** begin Available records **

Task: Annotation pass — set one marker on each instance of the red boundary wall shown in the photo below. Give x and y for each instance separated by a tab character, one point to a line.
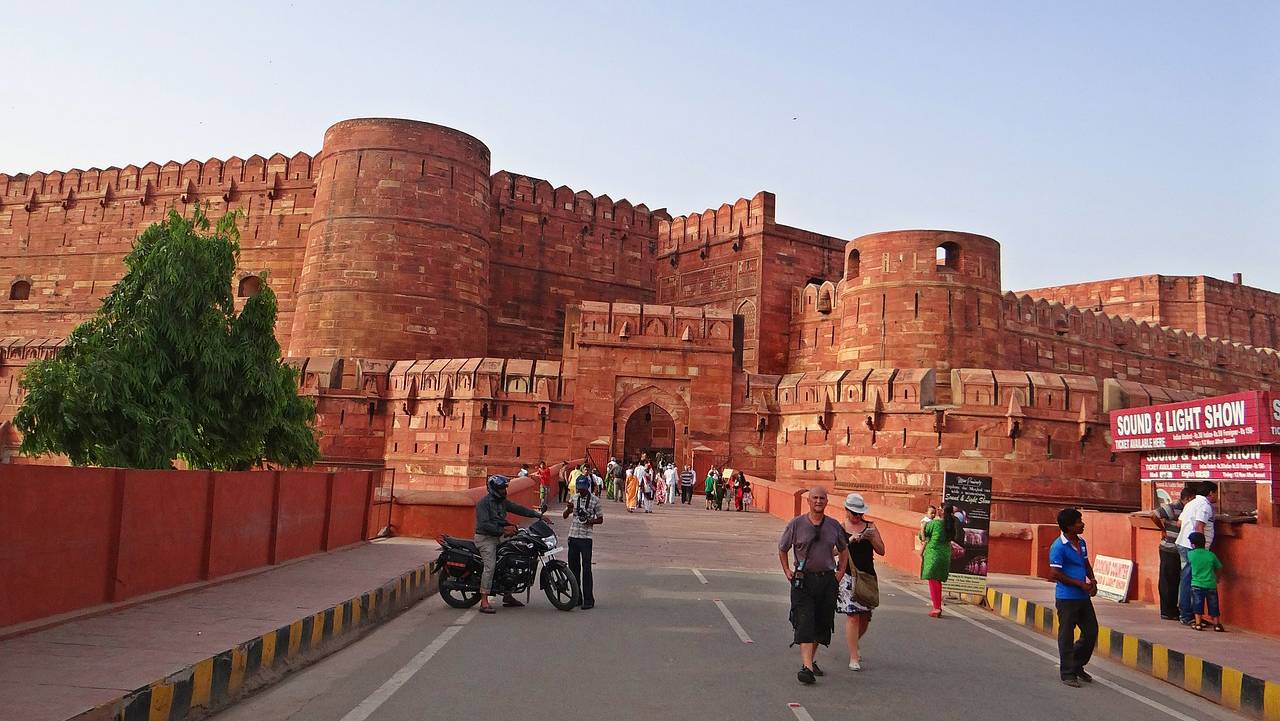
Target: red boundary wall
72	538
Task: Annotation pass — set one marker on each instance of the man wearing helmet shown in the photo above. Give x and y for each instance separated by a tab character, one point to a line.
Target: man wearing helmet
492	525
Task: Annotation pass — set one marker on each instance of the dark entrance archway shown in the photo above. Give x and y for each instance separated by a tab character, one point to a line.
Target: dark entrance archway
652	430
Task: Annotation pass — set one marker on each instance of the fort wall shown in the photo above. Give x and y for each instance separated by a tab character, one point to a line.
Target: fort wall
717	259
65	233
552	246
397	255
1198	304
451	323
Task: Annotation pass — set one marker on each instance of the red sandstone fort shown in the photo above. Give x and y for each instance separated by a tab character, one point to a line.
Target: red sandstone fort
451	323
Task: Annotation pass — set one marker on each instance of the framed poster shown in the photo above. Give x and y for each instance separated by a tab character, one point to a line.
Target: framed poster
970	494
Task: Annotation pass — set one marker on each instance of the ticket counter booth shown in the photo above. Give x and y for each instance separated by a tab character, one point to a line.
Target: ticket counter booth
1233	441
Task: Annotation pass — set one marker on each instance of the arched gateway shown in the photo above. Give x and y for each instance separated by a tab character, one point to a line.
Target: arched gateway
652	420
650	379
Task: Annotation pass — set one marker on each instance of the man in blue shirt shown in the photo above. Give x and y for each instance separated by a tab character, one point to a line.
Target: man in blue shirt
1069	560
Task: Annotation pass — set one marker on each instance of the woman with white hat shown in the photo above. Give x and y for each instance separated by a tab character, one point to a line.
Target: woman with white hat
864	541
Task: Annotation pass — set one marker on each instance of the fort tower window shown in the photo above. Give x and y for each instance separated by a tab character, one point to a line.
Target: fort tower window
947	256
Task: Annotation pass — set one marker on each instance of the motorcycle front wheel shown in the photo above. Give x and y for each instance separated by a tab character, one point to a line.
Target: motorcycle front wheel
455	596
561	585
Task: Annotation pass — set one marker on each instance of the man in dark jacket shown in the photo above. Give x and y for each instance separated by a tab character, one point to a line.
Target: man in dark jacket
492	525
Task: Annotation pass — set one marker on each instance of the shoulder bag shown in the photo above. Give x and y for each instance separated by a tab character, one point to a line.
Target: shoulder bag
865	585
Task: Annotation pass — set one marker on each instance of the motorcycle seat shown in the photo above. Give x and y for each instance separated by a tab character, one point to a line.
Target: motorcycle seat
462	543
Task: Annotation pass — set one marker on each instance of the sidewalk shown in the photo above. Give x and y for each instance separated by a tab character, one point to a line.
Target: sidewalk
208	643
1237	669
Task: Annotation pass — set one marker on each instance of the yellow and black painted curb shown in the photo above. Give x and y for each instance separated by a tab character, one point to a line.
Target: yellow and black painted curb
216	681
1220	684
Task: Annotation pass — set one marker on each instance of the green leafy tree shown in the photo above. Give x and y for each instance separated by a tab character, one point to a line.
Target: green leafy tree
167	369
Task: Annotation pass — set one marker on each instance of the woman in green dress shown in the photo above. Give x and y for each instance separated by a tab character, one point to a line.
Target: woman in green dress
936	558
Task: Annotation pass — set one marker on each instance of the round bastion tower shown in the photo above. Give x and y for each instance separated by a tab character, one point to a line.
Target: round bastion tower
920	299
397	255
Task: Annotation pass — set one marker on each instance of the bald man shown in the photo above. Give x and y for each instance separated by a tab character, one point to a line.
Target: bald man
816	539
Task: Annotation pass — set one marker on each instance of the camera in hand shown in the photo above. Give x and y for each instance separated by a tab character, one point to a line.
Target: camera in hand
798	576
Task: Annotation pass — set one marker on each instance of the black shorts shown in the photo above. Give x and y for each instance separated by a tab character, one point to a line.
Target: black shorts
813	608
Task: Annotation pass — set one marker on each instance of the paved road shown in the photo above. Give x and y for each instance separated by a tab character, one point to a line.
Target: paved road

** end Available records **

Stated task
Render every one of the entries above as a numbered list, one line per item, skipping blank lines and omitting the pictures.

Task answer
1. Task: Annotation pass — set one marker on each instance of the red boundary wall shown in the photo below. Give x and y for each instance separated by a tab character, one point to a line.
2. Target: red boundary wall
3. 72	538
4. Task: Annotation pass — set one marker on each instance of the man wearing helmet shown in the photo above. Give x and y for each instance separated by a tab character, one point to a line.
5. Target: man wearing helmet
6. 492	525
7. Task: Annotation pass — set one marker on each instance of the dark entrance archway shown in the photo above. Give x and y for each instance separated by a tab character, one point to a line.
8. Target: dark entrance archway
9. 652	430
10. Task: Annotation pass — set one marker on each instance of the fort wall shown in the photo above. Give x and y for each instance separated by a tab character, one point to a line.
11. Target: fort wall
12. 717	259
13. 65	233
14. 552	246
15. 397	255
16. 1198	304
17. 451	323
18. Task: Annotation pass — set one marker on each instance of the red sandstone fort shown in the photo above. Give x and y for each instance separated by a tab character, one point to a line.
19. Target: red sandstone fort
20. 451	323
21. Task: Annotation pass — set one marker on each instance of the framed poster shown in the photo above. Give x and y for each instance separated by a tab character, one point to a line.
22. Target: framed poster
23. 970	494
24. Task: Annotation pass — set one marker on each instance of the ticket counter booth shown in the photo above. Give x and y for each instance separated by a tab character, one point to a line.
25. Target: ticket counter booth
26. 1233	441
27. Task: Annotation pass — set one marker on each instance of the arched gateway shown in the photo above. Give x and y for each instance separated by a tab character, one point to a line.
28. Target: arched gateway
29. 652	420
30. 650	379
31. Task: Annotation pass — set one marker on each instance of the man in blue shirt shown in the photo above. Give x and y for each instance separated by a tab character, one point to a line.
32. Target: man in blue shirt
33. 1069	560
34. Task: Annotation pass — set one marker on each instance of the woman with white hat shown in the photo above. Give x and y for each instance separated by a tab character, one point to a line.
35. Target: woman with white hat
36. 864	541
37. Task: Annotation pass — set one marker on each instance of the fort tower window shown in the photo above. Give x and y for each instance separated by a tab character, one point to a line.
38. Target: fort tower window
39. 947	256
40. Task: Annotation pass — set one marker on each instance of the motorcycle front wheel shown in the photo above. Give x and y for each instance separated by a tab character, one point to a line.
41. Target: motorcycle front wheel
42. 455	596
43. 561	585
44. Task: Annotation pass — set one marker on each instance of the man in dark jacket shown in the photo above. Give x and y for each instance separated by a tab character, one point to a line.
45. Target: man in dark jacket
46. 492	525
47. Task: Annotation pass — set one marker on each instance of the shoulder bag shown in the photo above. Give x and y for each instance separated by a tab character, one point to a line.
48. Target: shoulder bag
49. 865	585
50. Task: Annotation pass — set one marker on each instance of the motorcycle seat shown in the photo above. Give x and y for each instance separated by a tab character, one point to a line.
51. Target: motorcycle seat
52. 462	543
53. Task: Annotation pass — set one marker on each instance of the sidewalk shown in the photo above. Give x and y for each instance separated by a tab character, one point to a line.
54. Target: sidewalk
55. 208	643
56. 1237	669
57. Task: Annotation pass — set one marker on each instance of the yellow and black painted curb shown in the photo above. Give x and y for each instance separated by a tab character, one point to a line.
58. Target: yellow and black painted curb
59. 216	681
60. 1220	684
61. Task: Annotation pass — set one marker on each instance of the green leafy tree shown in the photo above. Give x and y for each instance separated by a tab character, one point to a line.
62. Target: green leafy tree
63. 167	369
64. Task: Annotation pass — set one marker on each instance of the woman in green dress shown in the photo above. Give x and y for each instance separated by a tab character, one point to a line.
65. Target: woman in green dress
66. 936	558
67. Task: Annotation pass — set one marker on each instance of the round bastion tower shown in the photo above. Give x and y for each instance separated by a tab character, one point to a line.
68. Target: round bastion tower
69. 920	299
70. 397	255
71. Task: Annotation pass — set one marker on each instance of the bald man shown in the photo above. Give x and y for each instance separated by a tab character, one point to a line.
72. Target: bald man
73. 816	539
74. Task: Annotation pass — set one marker on each instance of the camera in hand shown in the photo above. Give x and y for each instance separated by a tab character, one point to a line.
75. Target: camera in hand
76. 798	576
77. Task: Annotation pass — set one marker on each instance of the black shorts shown in the photo above. Give x and y for each instance separated by a tab character, one point to a line.
78. Target: black shorts
79. 813	608
80. Task: Annotation pass — set one marker on each instance of the paved road shown in the photo above. Give x and y for each instance separated by a tab character, one point to a line.
81. Target: paved road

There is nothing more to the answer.